TEXT SHOWN:
Setup your capstone project repository

Step 1: Create a new repository on GitHub

  1. Open the GitHub Organisation for the course https://github.com/rbtl-fs24

  2. Create a new repository and name it: project-USERNAME`. Replace USERNAME with your GitHub username. Avoid using spaces.

Step 2: Setup folder structure

  1. Clone the project-USERNAME repository to Posit Cloud.

  2. Open your project-USERNAME repository on Posit Cloud.

  3. Create an R folder and inside the folder create a new file and save it as 01-data_download.R.

  4. Create another file inside R and save it as 02-data_cleaning.R.

  5. Create a data folder, and inside the folder create three sub-folders titled raw, processed, and final.

  6. Create a docs folder inside the root folder.

  7. Create a Quarto document inside docs and name it index.qmd.

  8. Add all files to a commit, commit the changes with a meaningful commit message, and push the changes to GitHub.

Data download, cleaning, and analysis

You will use the 01-data_download.R file to download your data from the Google Sheet that you have established for your capstone project. Use the googlesheets4 package to access the data. Do not clean the data, but save it in the data/raw folder using the write_csv() function. Give the the a meaningful name that describes your project.

CHALLENGE: From the capstone repository setup guide, extract the passage starting at "1. Open the" and ending at "to Posit Cloud.", copying it word for word.

Items listed in a dataset:
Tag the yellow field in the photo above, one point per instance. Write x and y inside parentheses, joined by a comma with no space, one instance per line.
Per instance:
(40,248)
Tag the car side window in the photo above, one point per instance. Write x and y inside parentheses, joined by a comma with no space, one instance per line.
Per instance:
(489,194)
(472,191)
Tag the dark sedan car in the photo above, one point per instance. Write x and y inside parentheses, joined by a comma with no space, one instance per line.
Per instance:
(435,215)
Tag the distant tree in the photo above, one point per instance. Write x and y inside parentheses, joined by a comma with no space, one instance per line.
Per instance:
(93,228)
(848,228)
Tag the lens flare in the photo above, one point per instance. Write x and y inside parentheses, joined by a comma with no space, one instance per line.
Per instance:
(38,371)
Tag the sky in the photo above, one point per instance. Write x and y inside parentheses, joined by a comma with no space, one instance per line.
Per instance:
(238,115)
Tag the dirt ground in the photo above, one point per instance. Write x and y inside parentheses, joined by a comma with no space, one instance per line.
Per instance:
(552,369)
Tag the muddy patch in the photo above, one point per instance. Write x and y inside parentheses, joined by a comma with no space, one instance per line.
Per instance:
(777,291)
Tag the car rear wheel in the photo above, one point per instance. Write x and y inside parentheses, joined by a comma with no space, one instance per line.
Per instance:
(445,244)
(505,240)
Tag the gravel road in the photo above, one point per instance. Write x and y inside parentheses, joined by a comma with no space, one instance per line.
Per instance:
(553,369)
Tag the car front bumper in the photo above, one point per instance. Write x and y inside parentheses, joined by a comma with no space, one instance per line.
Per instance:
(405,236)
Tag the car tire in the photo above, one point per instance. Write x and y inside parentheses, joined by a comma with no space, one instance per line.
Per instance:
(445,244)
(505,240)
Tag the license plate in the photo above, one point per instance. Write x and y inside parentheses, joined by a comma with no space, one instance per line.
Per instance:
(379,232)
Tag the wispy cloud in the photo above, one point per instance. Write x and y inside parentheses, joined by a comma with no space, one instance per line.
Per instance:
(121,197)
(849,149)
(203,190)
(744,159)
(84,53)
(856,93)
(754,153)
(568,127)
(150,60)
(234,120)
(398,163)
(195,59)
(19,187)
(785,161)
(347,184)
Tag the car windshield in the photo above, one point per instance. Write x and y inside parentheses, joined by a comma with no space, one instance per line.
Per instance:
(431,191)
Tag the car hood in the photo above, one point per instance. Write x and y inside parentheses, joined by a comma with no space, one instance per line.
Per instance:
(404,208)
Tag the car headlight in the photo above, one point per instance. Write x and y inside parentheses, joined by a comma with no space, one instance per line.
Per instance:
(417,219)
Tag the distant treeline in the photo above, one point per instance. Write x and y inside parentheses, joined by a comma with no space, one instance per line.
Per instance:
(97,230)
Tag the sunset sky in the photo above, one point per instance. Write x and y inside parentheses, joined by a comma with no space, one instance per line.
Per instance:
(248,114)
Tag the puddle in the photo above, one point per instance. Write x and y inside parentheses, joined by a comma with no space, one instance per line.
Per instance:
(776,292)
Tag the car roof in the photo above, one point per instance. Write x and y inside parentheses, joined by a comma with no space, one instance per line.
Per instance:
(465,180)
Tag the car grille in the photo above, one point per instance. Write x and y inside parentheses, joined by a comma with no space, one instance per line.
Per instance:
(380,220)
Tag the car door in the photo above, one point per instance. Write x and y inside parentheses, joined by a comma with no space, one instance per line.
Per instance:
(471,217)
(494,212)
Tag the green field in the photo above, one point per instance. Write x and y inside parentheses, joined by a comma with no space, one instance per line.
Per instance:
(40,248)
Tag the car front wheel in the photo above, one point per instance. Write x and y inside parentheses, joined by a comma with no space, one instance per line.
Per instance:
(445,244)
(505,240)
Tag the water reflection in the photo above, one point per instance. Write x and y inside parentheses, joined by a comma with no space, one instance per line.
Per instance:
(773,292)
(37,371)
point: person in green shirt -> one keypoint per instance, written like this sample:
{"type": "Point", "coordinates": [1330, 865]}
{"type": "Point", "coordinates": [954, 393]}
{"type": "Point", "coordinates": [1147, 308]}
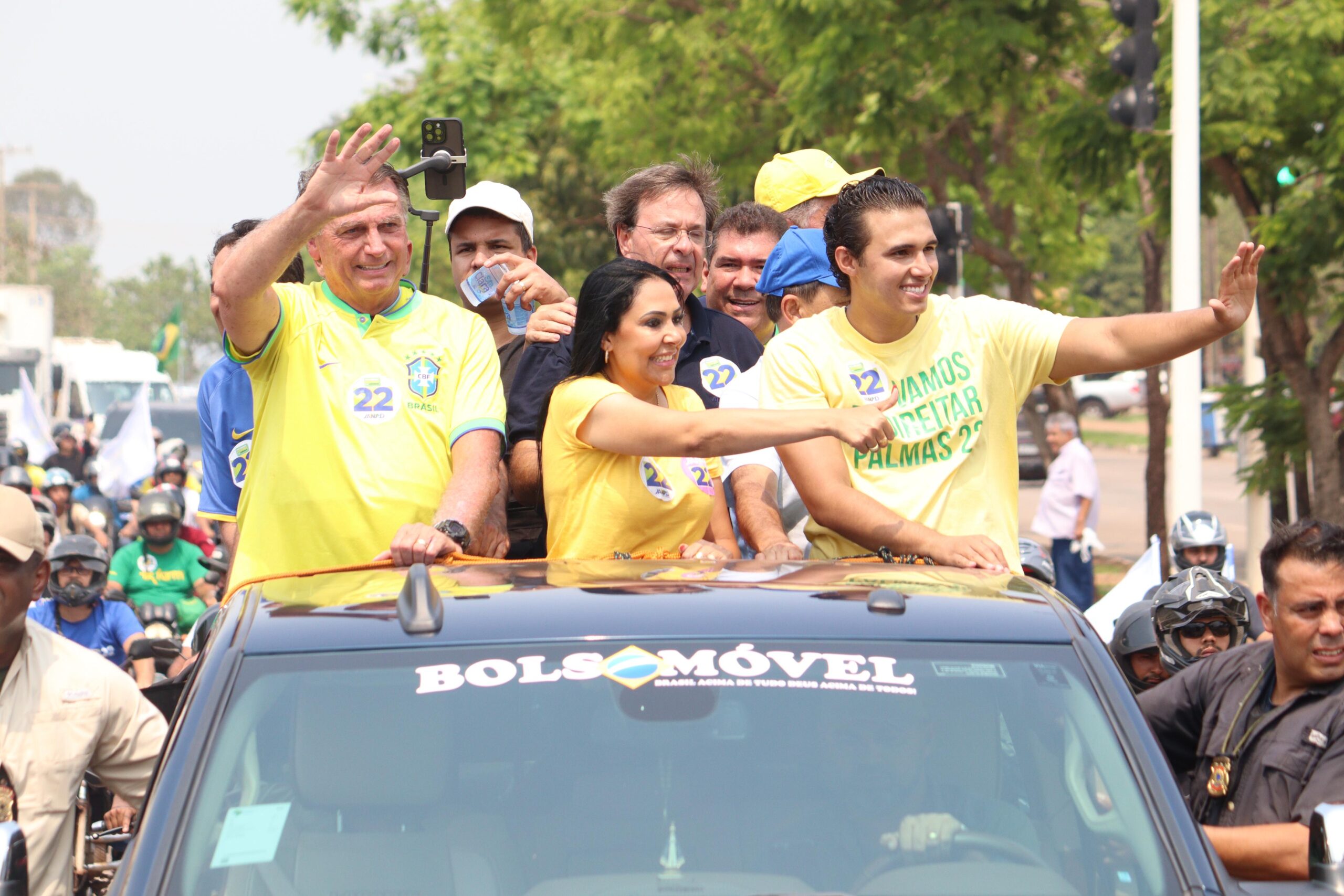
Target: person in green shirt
{"type": "Point", "coordinates": [159, 567]}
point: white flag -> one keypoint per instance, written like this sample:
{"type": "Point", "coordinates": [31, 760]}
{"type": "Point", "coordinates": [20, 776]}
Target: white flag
{"type": "Point", "coordinates": [128, 458]}
{"type": "Point", "coordinates": [1141, 577]}
{"type": "Point", "coordinates": [33, 426]}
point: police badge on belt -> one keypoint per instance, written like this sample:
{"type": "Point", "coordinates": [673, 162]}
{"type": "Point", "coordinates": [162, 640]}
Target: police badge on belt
{"type": "Point", "coordinates": [8, 800]}
{"type": "Point", "coordinates": [1220, 777]}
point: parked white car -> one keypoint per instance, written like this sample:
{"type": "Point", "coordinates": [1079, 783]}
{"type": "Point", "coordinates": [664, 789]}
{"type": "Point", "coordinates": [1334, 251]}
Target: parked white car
{"type": "Point", "coordinates": [1108, 394]}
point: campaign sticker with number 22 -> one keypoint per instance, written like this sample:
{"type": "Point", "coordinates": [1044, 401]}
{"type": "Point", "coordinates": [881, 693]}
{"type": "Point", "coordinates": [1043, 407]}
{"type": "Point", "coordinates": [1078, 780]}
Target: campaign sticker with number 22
{"type": "Point", "coordinates": [717, 373]}
{"type": "Point", "coordinates": [655, 480]}
{"type": "Point", "coordinates": [373, 399]}
{"type": "Point", "coordinates": [698, 473]}
{"type": "Point", "coordinates": [872, 382]}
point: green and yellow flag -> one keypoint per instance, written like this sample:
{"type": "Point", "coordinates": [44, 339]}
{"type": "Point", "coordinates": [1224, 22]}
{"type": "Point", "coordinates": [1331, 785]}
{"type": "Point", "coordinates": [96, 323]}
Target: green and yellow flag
{"type": "Point", "coordinates": [166, 340]}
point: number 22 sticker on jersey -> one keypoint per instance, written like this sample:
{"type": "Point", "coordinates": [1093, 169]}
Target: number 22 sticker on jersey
{"type": "Point", "coordinates": [717, 373]}
{"type": "Point", "coordinates": [373, 399]}
{"type": "Point", "coordinates": [698, 473]}
{"type": "Point", "coordinates": [870, 382]}
{"type": "Point", "coordinates": [655, 480]}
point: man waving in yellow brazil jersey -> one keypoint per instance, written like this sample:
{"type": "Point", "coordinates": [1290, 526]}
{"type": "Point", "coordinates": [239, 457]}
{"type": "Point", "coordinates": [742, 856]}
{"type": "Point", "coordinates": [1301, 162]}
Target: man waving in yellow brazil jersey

RESULT FOR THIS EXERCISE:
1. Open the GitHub Organisation for the course https://github.com/rbtl-fs24

  2. Create a new repository and name it: project-USERNAME`. Replace USERNAME with your GitHub username. Avoid using spaces.

Step 2: Setup folder structure

  1. Clone the project-USERNAME repository to Posit Cloud.